Problem description: Reproduce the listing that follows with no differences at all.

Input for this task:
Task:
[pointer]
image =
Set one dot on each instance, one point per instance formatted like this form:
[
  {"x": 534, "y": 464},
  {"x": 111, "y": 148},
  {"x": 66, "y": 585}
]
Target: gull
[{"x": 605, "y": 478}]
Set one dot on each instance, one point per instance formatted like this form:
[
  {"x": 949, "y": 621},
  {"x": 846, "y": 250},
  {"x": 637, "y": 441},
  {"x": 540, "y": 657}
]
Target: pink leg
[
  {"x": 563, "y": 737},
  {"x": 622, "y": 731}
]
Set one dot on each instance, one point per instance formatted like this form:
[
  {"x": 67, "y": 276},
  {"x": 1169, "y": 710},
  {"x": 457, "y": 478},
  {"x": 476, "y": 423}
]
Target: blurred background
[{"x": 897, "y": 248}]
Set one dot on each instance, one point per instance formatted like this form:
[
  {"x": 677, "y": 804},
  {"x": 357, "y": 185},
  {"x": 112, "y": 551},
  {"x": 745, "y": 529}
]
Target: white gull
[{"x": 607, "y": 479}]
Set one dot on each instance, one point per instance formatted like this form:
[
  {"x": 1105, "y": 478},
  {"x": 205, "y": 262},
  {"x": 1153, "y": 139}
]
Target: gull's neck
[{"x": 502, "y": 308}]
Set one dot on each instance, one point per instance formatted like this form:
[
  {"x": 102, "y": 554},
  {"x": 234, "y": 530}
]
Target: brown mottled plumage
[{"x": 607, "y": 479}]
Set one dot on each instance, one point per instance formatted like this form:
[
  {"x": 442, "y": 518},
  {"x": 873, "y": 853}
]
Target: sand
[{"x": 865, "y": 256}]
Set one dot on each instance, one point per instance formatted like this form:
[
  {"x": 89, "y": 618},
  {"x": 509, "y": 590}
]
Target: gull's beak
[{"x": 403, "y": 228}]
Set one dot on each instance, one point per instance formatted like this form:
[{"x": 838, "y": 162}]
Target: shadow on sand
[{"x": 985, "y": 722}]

Exercise output:
Task:
[pointer]
image =
Set one dot on each instance, one point per instance formatted like this form:
[
  {"x": 534, "y": 464},
  {"x": 111, "y": 148},
  {"x": 66, "y": 585}
]
Target: gull
[{"x": 605, "y": 478}]
Set one dot on each instance, one point per instance formatted like this form:
[
  {"x": 949, "y": 621},
  {"x": 846, "y": 250},
  {"x": 637, "y": 441},
  {"x": 540, "y": 657}
]
Target: pink leg
[
  {"x": 563, "y": 737},
  {"x": 622, "y": 731}
]
Set one dot on each instance, one point per instance formatted like this form:
[
  {"x": 67, "y": 276},
  {"x": 1169, "y": 710},
  {"x": 457, "y": 478},
  {"x": 476, "y": 423}
]
Target: blurred background
[{"x": 897, "y": 248}]
Set one dot on each instance, one point per instance formatted like this form:
[
  {"x": 677, "y": 804},
  {"x": 357, "y": 185},
  {"x": 112, "y": 551},
  {"x": 745, "y": 529}
]
Target: white gull
[{"x": 607, "y": 479}]
Set one dot on each instance, one point per instance formatted like this form:
[
  {"x": 1105, "y": 478},
  {"x": 205, "y": 262},
  {"x": 1153, "y": 139}
]
Target: gull's neck
[{"x": 502, "y": 308}]
Set one dot on each instance, one point per instance formatted like this form:
[
  {"x": 102, "y": 554},
  {"x": 234, "y": 530}
]
Target: brown mottled plumage
[{"x": 607, "y": 479}]
Set one dot on each instance, one point per instance formatted like this form:
[
  {"x": 442, "y": 518},
  {"x": 873, "y": 853}
]
Target: sand
[{"x": 865, "y": 256}]
Set one dot on each instance, one point per instance formatted like this form:
[
  {"x": 89, "y": 618},
  {"x": 509, "y": 590}
]
Target: gull's beak
[{"x": 403, "y": 228}]
Set one dot on each instance, one point per instance formatted like this form:
[{"x": 838, "y": 162}]
Target: shadow on sand
[{"x": 985, "y": 722}]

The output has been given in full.